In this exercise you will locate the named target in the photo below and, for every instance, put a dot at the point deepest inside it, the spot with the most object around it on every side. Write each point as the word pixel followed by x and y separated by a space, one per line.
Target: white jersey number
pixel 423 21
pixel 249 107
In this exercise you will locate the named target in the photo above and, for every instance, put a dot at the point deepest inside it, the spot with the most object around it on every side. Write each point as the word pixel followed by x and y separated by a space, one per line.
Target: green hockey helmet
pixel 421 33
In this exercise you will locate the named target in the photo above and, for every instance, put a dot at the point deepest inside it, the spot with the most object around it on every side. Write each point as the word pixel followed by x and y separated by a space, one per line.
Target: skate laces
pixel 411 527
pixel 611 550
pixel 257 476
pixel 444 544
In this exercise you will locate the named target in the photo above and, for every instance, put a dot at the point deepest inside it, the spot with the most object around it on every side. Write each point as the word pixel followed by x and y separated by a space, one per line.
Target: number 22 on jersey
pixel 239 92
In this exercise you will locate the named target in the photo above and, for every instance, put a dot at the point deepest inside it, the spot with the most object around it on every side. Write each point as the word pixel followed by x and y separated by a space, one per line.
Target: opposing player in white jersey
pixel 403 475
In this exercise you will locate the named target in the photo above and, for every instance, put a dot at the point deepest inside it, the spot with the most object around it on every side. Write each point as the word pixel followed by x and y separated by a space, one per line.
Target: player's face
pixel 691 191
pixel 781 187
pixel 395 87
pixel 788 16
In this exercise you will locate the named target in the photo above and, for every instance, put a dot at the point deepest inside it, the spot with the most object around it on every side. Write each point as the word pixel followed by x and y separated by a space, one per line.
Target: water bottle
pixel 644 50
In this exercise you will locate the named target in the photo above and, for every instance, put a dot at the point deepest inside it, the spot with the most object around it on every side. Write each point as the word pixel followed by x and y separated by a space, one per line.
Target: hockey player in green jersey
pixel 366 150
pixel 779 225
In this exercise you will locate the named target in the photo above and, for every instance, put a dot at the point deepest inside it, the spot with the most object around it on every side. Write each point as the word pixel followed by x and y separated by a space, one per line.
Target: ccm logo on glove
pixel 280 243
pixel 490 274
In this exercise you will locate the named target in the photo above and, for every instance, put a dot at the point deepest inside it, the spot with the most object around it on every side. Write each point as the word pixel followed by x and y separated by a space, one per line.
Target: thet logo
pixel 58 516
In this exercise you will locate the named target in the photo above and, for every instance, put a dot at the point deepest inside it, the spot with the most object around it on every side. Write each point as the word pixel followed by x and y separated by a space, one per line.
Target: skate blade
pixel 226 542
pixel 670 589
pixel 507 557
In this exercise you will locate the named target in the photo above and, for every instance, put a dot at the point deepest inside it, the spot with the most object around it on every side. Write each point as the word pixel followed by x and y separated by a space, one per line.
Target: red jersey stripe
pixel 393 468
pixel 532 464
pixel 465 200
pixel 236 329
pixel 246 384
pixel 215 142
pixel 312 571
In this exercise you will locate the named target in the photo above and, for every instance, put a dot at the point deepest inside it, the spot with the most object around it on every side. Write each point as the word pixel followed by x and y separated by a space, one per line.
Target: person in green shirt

● WRITTEN REQUEST
Return the rows above word for word, from the first line through the line containing "pixel 249 107", including that line.

● ANSWER TO THE EXERCISE
In this exercise you will locate the named target in the photo below and, for every instance, put a dot at the point deepest inside it, the spot with the most object around it on every side. Write each point as the word pixel followed by x and y separated by a space, one per line.
Target: white jersey number
pixel 423 21
pixel 249 107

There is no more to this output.